» **TASK DESCRIPTION**:
Starting at the line that contains "Target: microphone gooseneck", retype each line to the end of the listing below. Include both ends, but not the pictures.

**** DATA SECTION

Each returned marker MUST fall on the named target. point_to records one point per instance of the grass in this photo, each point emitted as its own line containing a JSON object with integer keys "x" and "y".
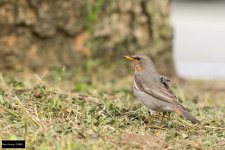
{"x": 57, "y": 113}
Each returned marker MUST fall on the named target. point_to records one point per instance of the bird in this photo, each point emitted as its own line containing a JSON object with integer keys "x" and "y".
{"x": 153, "y": 89}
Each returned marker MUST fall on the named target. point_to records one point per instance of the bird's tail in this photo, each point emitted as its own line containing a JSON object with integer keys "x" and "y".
{"x": 187, "y": 115}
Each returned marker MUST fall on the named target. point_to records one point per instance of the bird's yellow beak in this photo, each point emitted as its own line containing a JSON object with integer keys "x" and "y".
{"x": 129, "y": 57}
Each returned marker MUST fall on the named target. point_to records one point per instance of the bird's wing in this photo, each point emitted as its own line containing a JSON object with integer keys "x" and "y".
{"x": 160, "y": 90}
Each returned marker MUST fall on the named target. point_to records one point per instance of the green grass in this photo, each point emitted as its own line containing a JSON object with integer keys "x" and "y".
{"x": 67, "y": 114}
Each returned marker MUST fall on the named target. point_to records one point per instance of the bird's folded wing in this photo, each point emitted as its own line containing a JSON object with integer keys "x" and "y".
{"x": 157, "y": 91}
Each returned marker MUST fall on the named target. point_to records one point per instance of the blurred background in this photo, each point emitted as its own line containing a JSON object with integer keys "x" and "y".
{"x": 199, "y": 44}
{"x": 65, "y": 84}
{"x": 84, "y": 35}
{"x": 40, "y": 35}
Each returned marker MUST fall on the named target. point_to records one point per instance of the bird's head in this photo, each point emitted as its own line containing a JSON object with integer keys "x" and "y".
{"x": 141, "y": 62}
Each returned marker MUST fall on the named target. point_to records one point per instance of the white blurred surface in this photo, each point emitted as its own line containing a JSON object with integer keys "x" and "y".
{"x": 199, "y": 40}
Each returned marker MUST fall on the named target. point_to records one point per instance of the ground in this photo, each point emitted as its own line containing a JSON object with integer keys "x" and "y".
{"x": 51, "y": 111}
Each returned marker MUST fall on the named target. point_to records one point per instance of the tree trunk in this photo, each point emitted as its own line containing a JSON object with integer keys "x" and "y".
{"x": 37, "y": 33}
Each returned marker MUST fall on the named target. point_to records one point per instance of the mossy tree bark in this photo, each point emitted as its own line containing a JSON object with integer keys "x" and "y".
{"x": 37, "y": 33}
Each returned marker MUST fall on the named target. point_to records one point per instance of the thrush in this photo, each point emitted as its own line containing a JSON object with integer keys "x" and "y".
{"x": 153, "y": 89}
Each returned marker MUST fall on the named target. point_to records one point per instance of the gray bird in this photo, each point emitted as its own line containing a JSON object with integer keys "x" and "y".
{"x": 153, "y": 90}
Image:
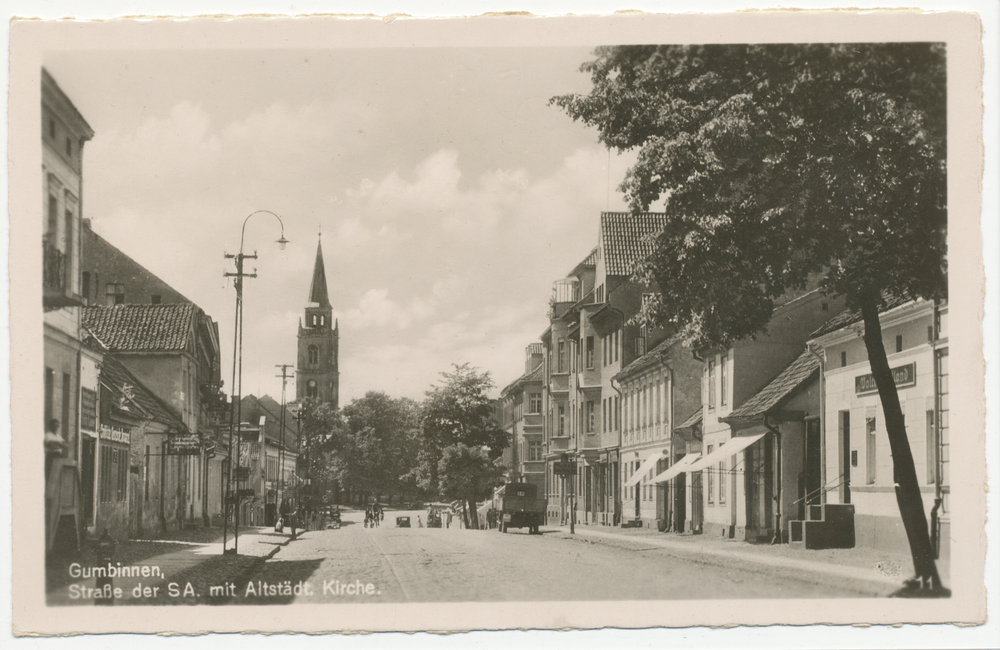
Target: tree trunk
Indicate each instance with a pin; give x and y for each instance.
(911, 507)
(473, 514)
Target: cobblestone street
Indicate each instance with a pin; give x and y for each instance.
(427, 565)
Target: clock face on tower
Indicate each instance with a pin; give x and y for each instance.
(316, 371)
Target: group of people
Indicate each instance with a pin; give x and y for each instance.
(492, 518)
(374, 515)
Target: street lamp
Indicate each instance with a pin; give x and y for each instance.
(236, 410)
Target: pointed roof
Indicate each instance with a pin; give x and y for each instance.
(628, 237)
(317, 290)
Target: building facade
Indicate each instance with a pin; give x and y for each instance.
(64, 133)
(317, 374)
(521, 416)
(858, 464)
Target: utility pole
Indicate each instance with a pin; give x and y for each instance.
(281, 450)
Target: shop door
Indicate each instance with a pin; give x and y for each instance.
(812, 469)
(87, 462)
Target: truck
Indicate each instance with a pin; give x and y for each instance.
(520, 507)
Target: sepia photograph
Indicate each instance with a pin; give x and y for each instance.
(490, 328)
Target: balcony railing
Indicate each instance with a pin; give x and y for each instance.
(54, 270)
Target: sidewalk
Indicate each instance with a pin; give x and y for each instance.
(880, 570)
(179, 570)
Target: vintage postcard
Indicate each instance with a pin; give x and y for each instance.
(496, 323)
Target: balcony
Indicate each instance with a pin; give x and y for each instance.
(57, 291)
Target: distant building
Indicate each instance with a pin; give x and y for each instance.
(523, 420)
(317, 374)
(64, 133)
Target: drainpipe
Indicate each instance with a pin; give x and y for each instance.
(777, 499)
(820, 356)
(938, 487)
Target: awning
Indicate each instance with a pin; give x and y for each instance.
(645, 467)
(730, 447)
(677, 468)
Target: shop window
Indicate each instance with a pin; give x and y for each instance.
(871, 447)
(710, 477)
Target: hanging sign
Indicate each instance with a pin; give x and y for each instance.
(115, 434)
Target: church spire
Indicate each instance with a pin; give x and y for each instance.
(317, 290)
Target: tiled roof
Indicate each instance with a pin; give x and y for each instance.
(134, 328)
(851, 316)
(534, 375)
(649, 359)
(693, 419)
(772, 395)
(127, 391)
(628, 237)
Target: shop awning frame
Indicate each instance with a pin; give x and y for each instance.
(677, 468)
(730, 447)
(644, 468)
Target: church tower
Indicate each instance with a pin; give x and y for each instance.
(316, 370)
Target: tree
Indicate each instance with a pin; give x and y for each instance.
(783, 164)
(381, 445)
(468, 473)
(458, 411)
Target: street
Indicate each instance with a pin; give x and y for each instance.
(427, 565)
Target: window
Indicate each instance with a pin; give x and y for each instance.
(710, 478)
(114, 473)
(931, 448)
(870, 443)
(722, 482)
(711, 384)
(114, 294)
(53, 214)
(50, 389)
(724, 378)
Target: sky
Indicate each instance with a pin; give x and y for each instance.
(447, 193)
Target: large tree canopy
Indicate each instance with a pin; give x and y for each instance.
(782, 164)
(778, 161)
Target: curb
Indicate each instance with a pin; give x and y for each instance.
(850, 573)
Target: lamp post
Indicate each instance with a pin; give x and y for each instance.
(236, 410)
(281, 451)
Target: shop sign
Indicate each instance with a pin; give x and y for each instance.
(564, 468)
(184, 445)
(115, 434)
(903, 376)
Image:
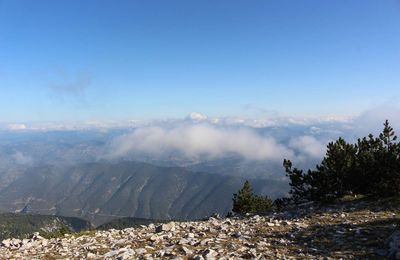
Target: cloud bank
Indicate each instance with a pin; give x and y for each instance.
(212, 141)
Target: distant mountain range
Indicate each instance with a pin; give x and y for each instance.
(24, 225)
(102, 191)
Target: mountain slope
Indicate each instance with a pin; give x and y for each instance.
(24, 225)
(103, 191)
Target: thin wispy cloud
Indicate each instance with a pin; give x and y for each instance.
(68, 86)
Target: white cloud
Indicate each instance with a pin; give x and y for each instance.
(308, 145)
(201, 140)
(16, 127)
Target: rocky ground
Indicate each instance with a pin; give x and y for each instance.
(354, 229)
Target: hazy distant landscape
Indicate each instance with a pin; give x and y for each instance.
(175, 169)
(199, 129)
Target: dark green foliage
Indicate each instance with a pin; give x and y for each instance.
(245, 201)
(370, 167)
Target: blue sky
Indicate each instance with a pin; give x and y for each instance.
(119, 60)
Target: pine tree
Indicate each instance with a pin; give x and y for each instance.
(245, 201)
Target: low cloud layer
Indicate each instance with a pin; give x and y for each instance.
(212, 141)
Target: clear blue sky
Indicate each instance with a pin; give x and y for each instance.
(115, 60)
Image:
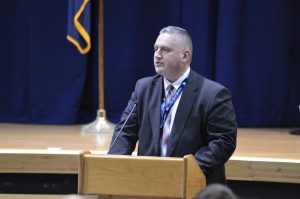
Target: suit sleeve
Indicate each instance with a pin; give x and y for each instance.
(221, 132)
(125, 143)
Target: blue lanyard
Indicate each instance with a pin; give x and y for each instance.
(166, 107)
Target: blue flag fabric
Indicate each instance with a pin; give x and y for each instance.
(79, 24)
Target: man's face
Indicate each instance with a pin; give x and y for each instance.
(168, 57)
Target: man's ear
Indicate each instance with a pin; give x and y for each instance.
(185, 55)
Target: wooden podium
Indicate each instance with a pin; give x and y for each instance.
(140, 176)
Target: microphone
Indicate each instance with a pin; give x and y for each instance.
(119, 132)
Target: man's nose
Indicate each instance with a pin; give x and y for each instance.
(157, 54)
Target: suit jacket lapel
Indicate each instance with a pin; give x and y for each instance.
(154, 110)
(184, 107)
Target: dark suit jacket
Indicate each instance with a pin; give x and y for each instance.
(204, 124)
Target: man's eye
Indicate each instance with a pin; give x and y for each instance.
(166, 49)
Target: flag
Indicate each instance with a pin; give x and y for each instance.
(79, 24)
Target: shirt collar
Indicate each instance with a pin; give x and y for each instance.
(178, 82)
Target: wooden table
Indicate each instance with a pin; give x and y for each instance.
(265, 154)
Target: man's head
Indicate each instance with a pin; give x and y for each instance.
(172, 52)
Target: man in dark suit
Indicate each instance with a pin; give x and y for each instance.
(178, 112)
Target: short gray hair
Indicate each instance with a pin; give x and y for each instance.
(184, 35)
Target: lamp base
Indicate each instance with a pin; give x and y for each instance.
(100, 125)
(295, 132)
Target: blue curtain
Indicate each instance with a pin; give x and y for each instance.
(250, 46)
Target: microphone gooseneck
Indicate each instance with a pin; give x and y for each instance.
(119, 132)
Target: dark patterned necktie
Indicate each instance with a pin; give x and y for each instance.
(167, 126)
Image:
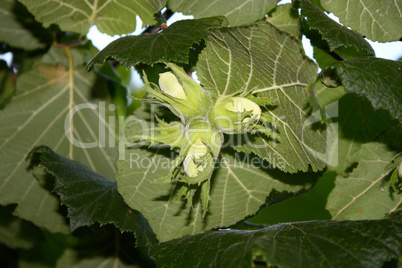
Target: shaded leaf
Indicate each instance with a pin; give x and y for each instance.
(366, 193)
(19, 28)
(378, 20)
(311, 244)
(338, 37)
(286, 18)
(16, 233)
(7, 88)
(379, 80)
(110, 17)
(172, 44)
(270, 63)
(89, 197)
(234, 193)
(238, 12)
(38, 114)
(103, 247)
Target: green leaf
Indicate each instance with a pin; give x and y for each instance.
(172, 44)
(359, 123)
(286, 18)
(377, 20)
(103, 247)
(38, 114)
(7, 88)
(311, 244)
(234, 193)
(89, 197)
(19, 28)
(271, 64)
(338, 37)
(16, 233)
(110, 17)
(325, 95)
(238, 12)
(379, 80)
(366, 193)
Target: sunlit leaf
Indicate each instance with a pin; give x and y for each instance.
(172, 44)
(270, 64)
(238, 12)
(111, 17)
(234, 193)
(377, 20)
(39, 114)
(19, 29)
(89, 197)
(366, 193)
(286, 18)
(337, 36)
(310, 244)
(379, 80)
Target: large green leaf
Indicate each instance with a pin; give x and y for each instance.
(308, 244)
(19, 29)
(366, 193)
(172, 44)
(106, 248)
(336, 35)
(89, 197)
(286, 18)
(271, 64)
(234, 193)
(379, 80)
(39, 114)
(378, 20)
(111, 17)
(238, 12)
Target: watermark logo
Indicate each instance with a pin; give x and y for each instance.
(104, 135)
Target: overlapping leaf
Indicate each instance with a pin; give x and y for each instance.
(38, 114)
(234, 193)
(111, 17)
(286, 18)
(16, 233)
(238, 12)
(7, 88)
(310, 244)
(270, 63)
(379, 80)
(172, 44)
(336, 35)
(378, 20)
(91, 198)
(366, 193)
(19, 29)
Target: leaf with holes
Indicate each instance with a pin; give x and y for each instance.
(312, 244)
(238, 12)
(378, 20)
(39, 114)
(235, 194)
(270, 64)
(110, 17)
(366, 193)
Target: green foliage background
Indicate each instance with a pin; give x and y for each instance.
(66, 206)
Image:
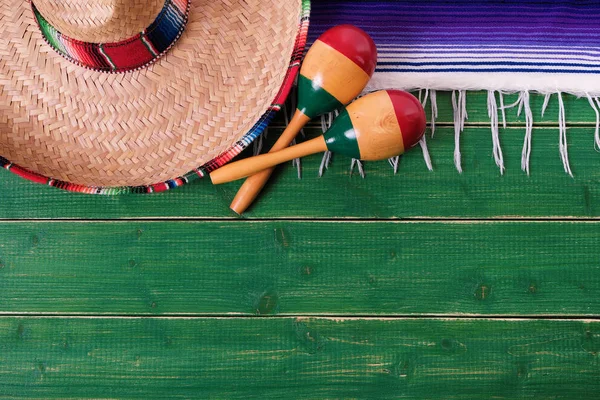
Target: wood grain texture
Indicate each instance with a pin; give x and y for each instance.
(291, 268)
(298, 358)
(480, 192)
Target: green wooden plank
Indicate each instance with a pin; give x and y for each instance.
(298, 358)
(480, 192)
(290, 268)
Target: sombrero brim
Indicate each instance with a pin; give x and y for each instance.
(27, 163)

********

» **PROBLEM SOLUTION**:
Target: microphone gooseneck
Indicate each instance with a pin; give x and y for each instance.
(119, 132)
Target: dark patterned necktie
Indicate each instance with a pin; give x and y for each instance.
(167, 126)
Image:
Target: shaded leaf
Indicate each instance with a pin; give x and y for each instance.
(366, 193)
(19, 28)
(378, 20)
(311, 244)
(338, 37)
(286, 18)
(16, 233)
(7, 88)
(379, 80)
(110, 17)
(172, 44)
(270, 63)
(89, 197)
(234, 193)
(238, 12)
(38, 114)
(103, 247)
Target: green leaf
Indicate each instance with a pin; give x and y for each instance.
(172, 44)
(359, 123)
(286, 18)
(377, 20)
(103, 247)
(38, 114)
(7, 88)
(311, 244)
(234, 193)
(89, 197)
(19, 28)
(271, 64)
(338, 37)
(16, 233)
(110, 17)
(325, 95)
(238, 12)
(379, 80)
(366, 193)
Target: sunlit leaf
Indicate each instance with a pin; give x and y for each instance.
(172, 44)
(270, 64)
(238, 12)
(111, 17)
(234, 193)
(377, 20)
(39, 114)
(19, 29)
(89, 197)
(366, 193)
(286, 18)
(337, 36)
(310, 244)
(379, 80)
Target: large green leaf
Indicate each instance with a pin; give x and y for each instance.
(308, 244)
(19, 29)
(366, 193)
(172, 44)
(106, 248)
(336, 35)
(89, 197)
(286, 18)
(271, 64)
(234, 193)
(379, 80)
(39, 114)
(378, 20)
(111, 17)
(238, 12)
Target: watermark logo
Indicate each instance with a pin; give x and y for each instance.
(104, 135)
Target: overlapping leaf
Indicate each instance with a pin; give x and y for each instance.
(38, 114)
(234, 193)
(111, 17)
(286, 18)
(16, 233)
(238, 12)
(7, 88)
(310, 244)
(270, 63)
(379, 80)
(172, 44)
(336, 35)
(378, 20)
(91, 198)
(366, 193)
(19, 29)
Target: leaf with holes
Indicate each instance with a pin; give x and y for each instance.
(312, 244)
(238, 12)
(378, 20)
(39, 114)
(235, 194)
(270, 64)
(110, 17)
(366, 193)
Target: green foliage background
Indicate each instance with a pin; give x and y for each instance.
(66, 206)
Image:
Target: wood grain texture
Indicate each instance with a pin; give x and y for each instance.
(291, 268)
(298, 358)
(480, 192)
Target: green wooden plank
Indicate each instance with a pin; give x and y for each instance.
(298, 358)
(480, 192)
(290, 268)
Target: sombrero brim
Indicate each instance with a pin; give x and y for each instance.
(27, 163)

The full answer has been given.